>>>

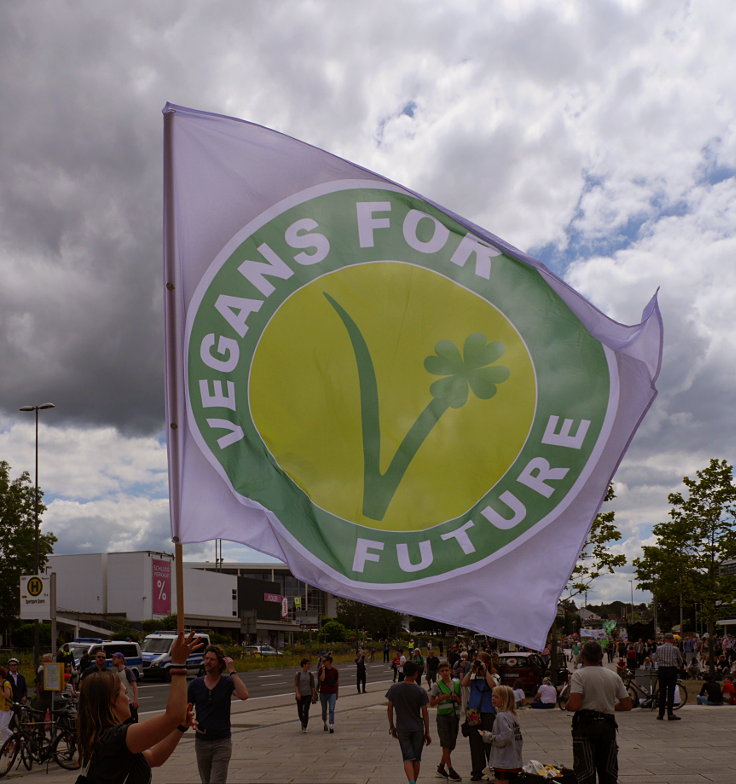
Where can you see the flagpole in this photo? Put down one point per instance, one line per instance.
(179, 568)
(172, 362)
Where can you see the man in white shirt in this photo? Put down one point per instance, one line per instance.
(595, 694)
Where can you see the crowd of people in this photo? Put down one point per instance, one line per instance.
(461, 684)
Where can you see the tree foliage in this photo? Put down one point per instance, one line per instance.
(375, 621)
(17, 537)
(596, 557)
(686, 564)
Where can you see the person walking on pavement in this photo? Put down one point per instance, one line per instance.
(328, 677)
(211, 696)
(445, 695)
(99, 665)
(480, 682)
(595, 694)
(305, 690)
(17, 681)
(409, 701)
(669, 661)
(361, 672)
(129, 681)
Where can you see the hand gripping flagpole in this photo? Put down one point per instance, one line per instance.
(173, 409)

<<<

## Work to do
Please write out all of the rows above again, requests included, but scale every coordinate in the answers by 0.5 and round each result to a whole number, with halves rounded up. Leave the pictures out.

## Reply to the task
Where can you see the flagpole in this photo? Put down one point per instance, one line per instance.
(90, 284)
(86, 181)
Where can you see the man in white shirt in this photo? Put down one point per instance, one line per instance.
(298, 347)
Where can you see the crowd of people in this photo? Put down one point per instance, one line per instance.
(231, 342)
Where can you see the tree foliage in this photo? Put down one point per instance, one line per instance.
(188, 311)
(9, 269)
(298, 279)
(343, 282)
Where can you see the person walking on pavement in this photo? Put down one point per instance, one line per instance.
(164, 339)
(106, 348)
(223, 348)
(50, 333)
(240, 341)
(298, 347)
(153, 345)
(9, 341)
(205, 351)
(335, 331)
(181, 336)
(65, 341)
Where can you see the hand gripping flagpole in this photo? Put down one point per instance, one line per instance.
(87, 205)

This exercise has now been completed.